Get In Shape With Nihilift, Even Though Nothing Really Matters
‘The best way to get rid of pesky belly fat is to decompose. That will happen soon enough.’
All photos by Mike Abrusci.
Diego Lopez is an MMA instructor and a standup comedian. Sometimes I’m not sure which comes first. On stage his act would playfully riff on his job and the specifics of working out. But in the last few months Lopez’s comedy started to take on an antagonistic tone. He’d berate the audience with suggestions and comments. If you feel lonely surround yourself with gym mirrors to make it look like there are more people in your life. People with abs should pay less in taxes. It all kind of read like a P90x instructor going through an existential crisis.
I first met Lopez through mutual friends in comedy and bonded over our curiosity with fitness and powerlifting. Between talking jokes we’d discuss the finer points of kettlebell technique—two people in the middle of a very particular and mostly insufferable venn diagram. It was all very fun and lighthearted.
But lately it feels like Lopez has been living his gimmick. The act has expanded to online workout videos he’s dubbed Nihilift. Fully committing to the bit the comedian is insistent that the videos aren’t meant as comedy at all, but rather a reflection of a society that’s grown physically and mentally lazy in its own contentment. They double as a training guide and really depressing life lesson. Recently I sat down with Lopez to talk about Nihilift and his new outlook on getting in shape.
VICE: What is the Nihilift fitness routine and how did you come up with the concept?
----
» WRITTEN EXERCISE A
Echo everything in the listing from its start down to the line containing "(1109, 684)", both ends included, and leave the pictures out of your answer.

[Position identification records]
----
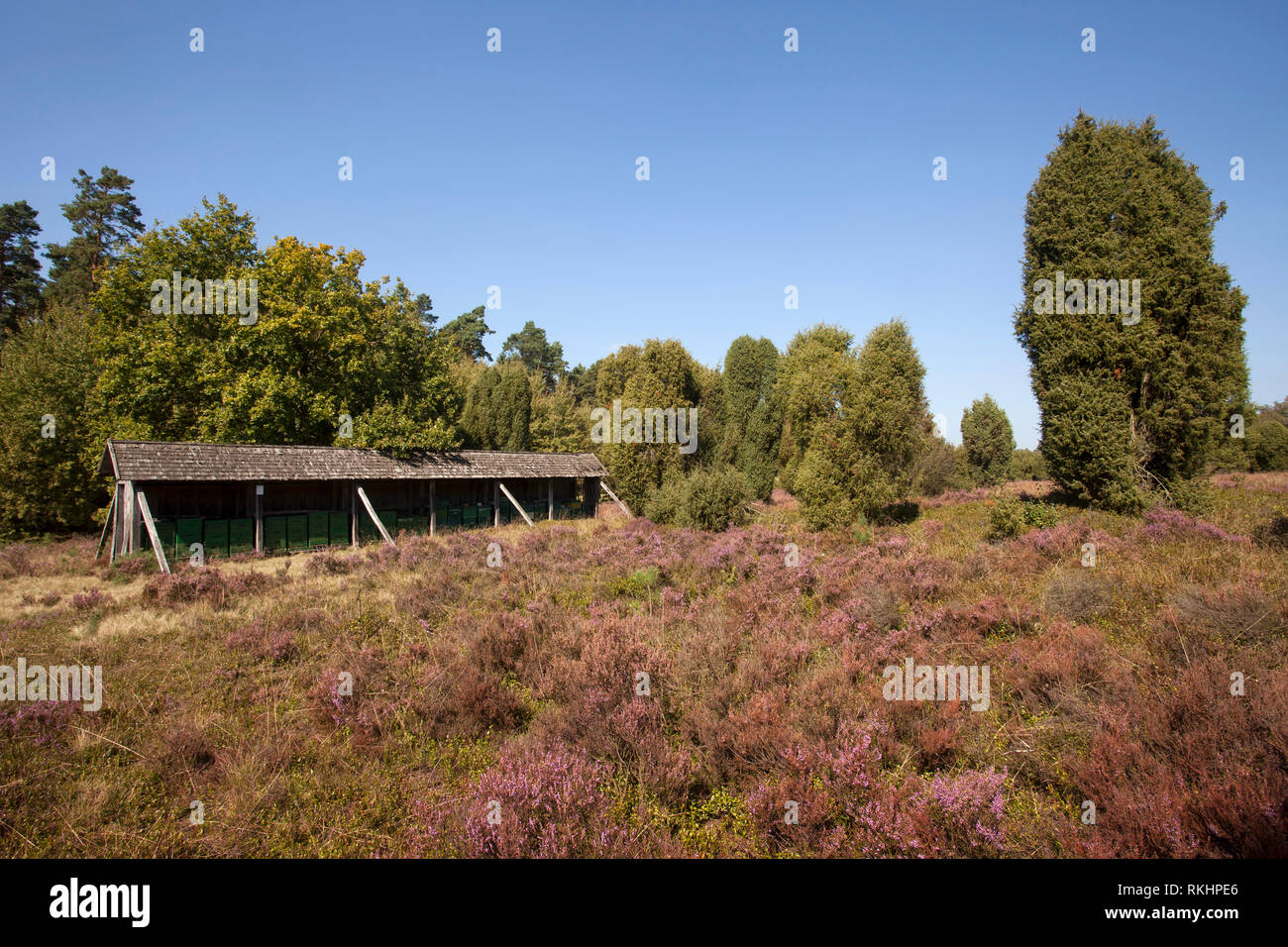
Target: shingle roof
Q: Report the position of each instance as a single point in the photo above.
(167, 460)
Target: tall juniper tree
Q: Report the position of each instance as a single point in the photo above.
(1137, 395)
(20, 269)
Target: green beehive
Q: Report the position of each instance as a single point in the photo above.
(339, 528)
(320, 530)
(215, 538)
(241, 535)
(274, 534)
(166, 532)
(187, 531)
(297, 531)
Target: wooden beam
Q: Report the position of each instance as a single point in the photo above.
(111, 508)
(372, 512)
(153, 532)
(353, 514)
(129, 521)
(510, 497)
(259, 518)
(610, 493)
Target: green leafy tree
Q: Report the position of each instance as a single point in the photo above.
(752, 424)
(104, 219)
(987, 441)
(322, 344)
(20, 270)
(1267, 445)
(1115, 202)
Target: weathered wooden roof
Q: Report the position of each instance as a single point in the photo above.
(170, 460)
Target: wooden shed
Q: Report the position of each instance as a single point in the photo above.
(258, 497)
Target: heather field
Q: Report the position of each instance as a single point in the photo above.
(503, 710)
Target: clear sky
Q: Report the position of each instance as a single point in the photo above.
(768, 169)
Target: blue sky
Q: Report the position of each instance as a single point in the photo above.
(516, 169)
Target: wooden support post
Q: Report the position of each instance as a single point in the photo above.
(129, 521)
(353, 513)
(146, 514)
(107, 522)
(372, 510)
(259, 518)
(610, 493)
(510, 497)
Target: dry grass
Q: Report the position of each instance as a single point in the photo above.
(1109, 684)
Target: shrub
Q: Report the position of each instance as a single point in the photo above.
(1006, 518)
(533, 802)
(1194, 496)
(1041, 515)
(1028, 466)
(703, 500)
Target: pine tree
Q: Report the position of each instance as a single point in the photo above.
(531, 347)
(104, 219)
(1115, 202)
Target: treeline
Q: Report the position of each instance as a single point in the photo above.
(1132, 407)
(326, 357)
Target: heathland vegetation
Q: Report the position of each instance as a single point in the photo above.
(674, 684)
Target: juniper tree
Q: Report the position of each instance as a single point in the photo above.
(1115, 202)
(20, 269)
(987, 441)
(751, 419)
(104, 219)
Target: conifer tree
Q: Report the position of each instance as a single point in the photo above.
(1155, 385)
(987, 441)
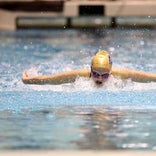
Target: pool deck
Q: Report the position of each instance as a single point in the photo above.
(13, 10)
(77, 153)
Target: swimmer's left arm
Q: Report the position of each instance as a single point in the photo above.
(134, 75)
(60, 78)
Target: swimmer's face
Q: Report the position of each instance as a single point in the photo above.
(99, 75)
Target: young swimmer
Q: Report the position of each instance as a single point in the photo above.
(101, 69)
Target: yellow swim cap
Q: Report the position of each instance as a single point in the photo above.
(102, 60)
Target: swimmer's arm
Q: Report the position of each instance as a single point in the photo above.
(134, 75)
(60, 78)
----
» WRITTEN EXERCISE B
In the Nihilift article, what two jobs does Diego Lopez hold?

» WRITTEN REPLY A
Target: shingle roof
Q: Report the position of each instance as a single point in the photo above.
(167, 460)
Target: tall juniper tree
Q: Report the position of each instance as a single point in the photo above.
(1137, 395)
(20, 269)
Target: green beehive
Q: Report the position of each instance as a single point in the photo above.
(339, 528)
(320, 530)
(215, 538)
(241, 535)
(274, 534)
(166, 532)
(187, 531)
(297, 531)
Target: wooden beam
Q: Report the position of each instance as a single point in the photo above.
(111, 508)
(372, 512)
(153, 532)
(353, 514)
(129, 521)
(510, 497)
(259, 518)
(610, 493)
Target: green leafy tree
Q: Report the position of each instance as a single point in the photo above.
(752, 424)
(104, 219)
(987, 441)
(322, 344)
(20, 270)
(1267, 445)
(1115, 202)
Target: weathered wooden roof
Q: Report the position of each instance as a single point in the photo above.
(170, 460)
Target: wooden shed
Q: Report the position of each instance as a single point in the photo above.
(258, 497)
Target: heather field
Q: Report the position of each instance as a single point in the photo above.
(503, 710)
Target: clear sky
Q: Report the position of each instance as a single point in the photo above.
(768, 169)
Target: blue sky
Q: Report the position of each instance as a single point in the photo above.
(516, 169)
Target: wooden support post
Q: Report the position of each instance as a single point in the photo above.
(129, 521)
(353, 513)
(146, 514)
(107, 522)
(372, 510)
(259, 518)
(610, 493)
(510, 497)
Target: dry grass
Q: Report the position of each instance as a single point in the photo above.
(1109, 684)

» WRITTEN REPLY B
MMA instructor and standup comedian.